DIRECTIVE —
Pull out every line of the items below that contains the string "wrap", matching case exactly.
|---|
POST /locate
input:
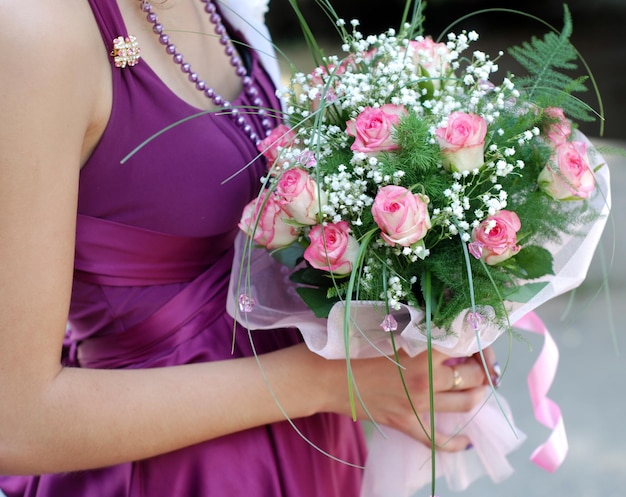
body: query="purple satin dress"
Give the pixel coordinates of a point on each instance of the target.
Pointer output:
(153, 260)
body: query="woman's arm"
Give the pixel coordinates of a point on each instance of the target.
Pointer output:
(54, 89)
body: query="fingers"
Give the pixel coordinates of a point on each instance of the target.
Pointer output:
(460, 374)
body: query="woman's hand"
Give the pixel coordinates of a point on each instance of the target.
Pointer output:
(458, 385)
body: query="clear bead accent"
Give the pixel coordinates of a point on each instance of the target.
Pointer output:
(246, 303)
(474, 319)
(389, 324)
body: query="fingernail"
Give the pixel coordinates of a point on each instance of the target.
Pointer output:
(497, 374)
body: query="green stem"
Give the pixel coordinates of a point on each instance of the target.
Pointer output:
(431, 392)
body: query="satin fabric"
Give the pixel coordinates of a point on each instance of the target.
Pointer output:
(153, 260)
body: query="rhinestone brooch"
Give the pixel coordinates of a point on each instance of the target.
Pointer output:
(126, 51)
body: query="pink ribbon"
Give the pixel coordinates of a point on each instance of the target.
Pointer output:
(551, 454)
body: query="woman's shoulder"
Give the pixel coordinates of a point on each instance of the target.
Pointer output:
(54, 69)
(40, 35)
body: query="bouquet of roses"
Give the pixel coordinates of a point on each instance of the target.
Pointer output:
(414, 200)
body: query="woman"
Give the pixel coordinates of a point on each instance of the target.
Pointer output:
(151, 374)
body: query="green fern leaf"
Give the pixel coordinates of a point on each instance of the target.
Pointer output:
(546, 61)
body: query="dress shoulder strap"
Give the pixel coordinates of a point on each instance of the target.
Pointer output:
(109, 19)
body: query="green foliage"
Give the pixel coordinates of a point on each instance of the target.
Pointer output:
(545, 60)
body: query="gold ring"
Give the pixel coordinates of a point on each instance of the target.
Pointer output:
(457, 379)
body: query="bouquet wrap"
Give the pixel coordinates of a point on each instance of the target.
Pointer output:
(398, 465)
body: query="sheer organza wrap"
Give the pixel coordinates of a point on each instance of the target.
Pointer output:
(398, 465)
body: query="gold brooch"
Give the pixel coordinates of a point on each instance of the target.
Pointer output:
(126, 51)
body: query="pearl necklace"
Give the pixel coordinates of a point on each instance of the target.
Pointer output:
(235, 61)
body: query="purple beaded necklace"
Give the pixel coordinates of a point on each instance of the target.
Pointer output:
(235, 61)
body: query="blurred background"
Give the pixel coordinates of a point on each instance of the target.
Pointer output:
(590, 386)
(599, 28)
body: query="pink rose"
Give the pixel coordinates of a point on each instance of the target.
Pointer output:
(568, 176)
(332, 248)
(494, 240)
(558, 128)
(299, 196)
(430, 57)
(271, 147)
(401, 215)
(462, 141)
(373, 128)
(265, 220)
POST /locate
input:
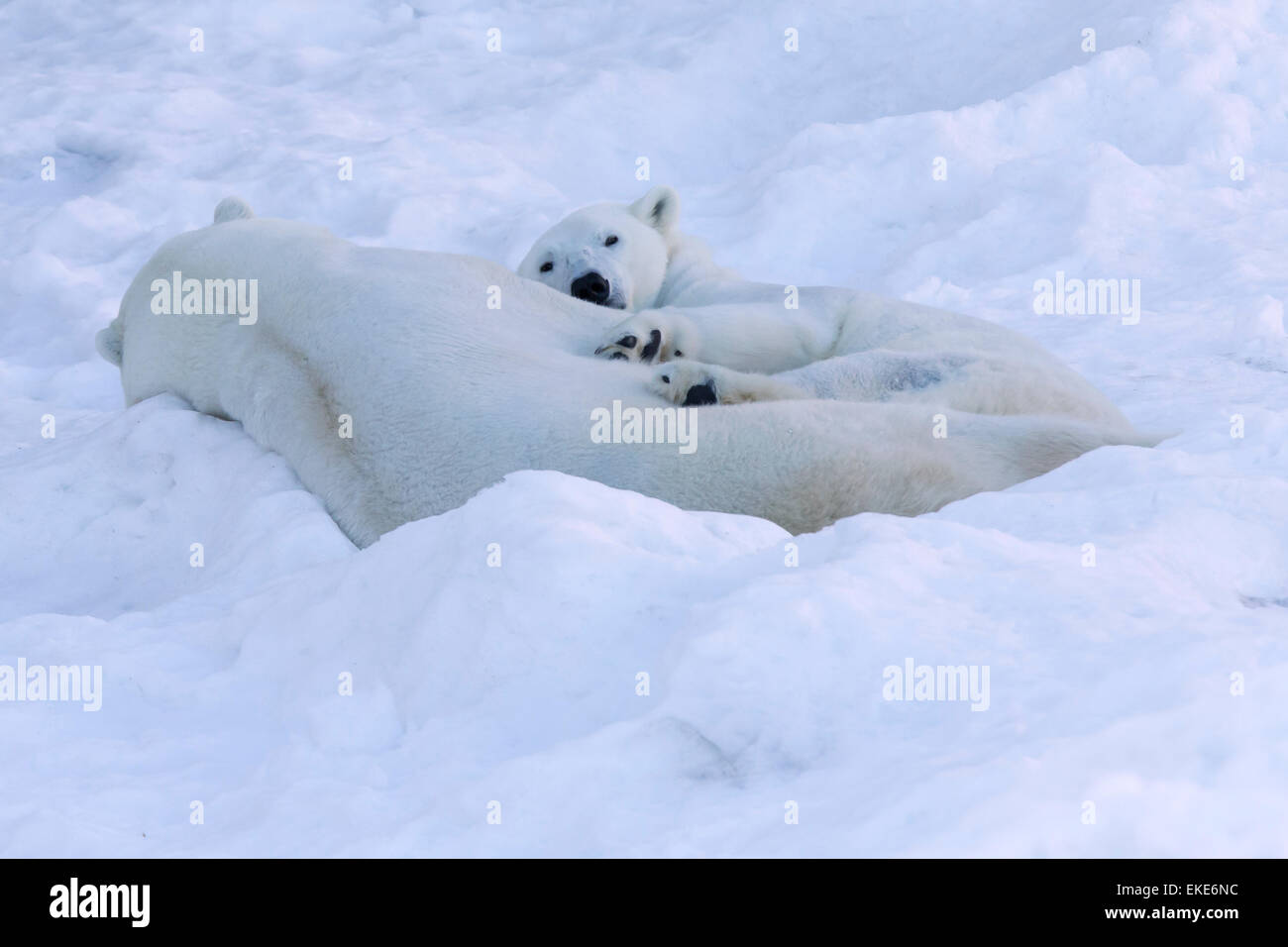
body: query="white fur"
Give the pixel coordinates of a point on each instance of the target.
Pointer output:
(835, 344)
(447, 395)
|---|
CORRECT OUTPUT —
body: query="bouquet wrap"
body: query="sheer organza wrap"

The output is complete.